What to work on:
Your answer should be a faithful copy of the entire listing.

Data:
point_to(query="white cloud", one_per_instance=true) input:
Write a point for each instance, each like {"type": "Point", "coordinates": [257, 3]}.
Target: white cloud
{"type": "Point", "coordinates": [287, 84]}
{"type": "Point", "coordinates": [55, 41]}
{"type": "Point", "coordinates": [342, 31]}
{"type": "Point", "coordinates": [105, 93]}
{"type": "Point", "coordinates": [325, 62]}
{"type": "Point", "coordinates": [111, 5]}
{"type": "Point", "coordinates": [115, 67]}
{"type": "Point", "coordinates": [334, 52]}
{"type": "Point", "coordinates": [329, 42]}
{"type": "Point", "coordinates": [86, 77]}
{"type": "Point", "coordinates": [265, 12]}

Task solution:
point_to(query="white cloud", one_per_instance=true) input:
Write a point for each instance, each like {"type": "Point", "coordinates": [257, 3]}.
Target: white cloud
{"type": "Point", "coordinates": [287, 84]}
{"type": "Point", "coordinates": [55, 41]}
{"type": "Point", "coordinates": [342, 31]}
{"type": "Point", "coordinates": [105, 93]}
{"type": "Point", "coordinates": [325, 62]}
{"type": "Point", "coordinates": [111, 5]}
{"type": "Point", "coordinates": [115, 67]}
{"type": "Point", "coordinates": [334, 52]}
{"type": "Point", "coordinates": [329, 42]}
{"type": "Point", "coordinates": [86, 77]}
{"type": "Point", "coordinates": [265, 12]}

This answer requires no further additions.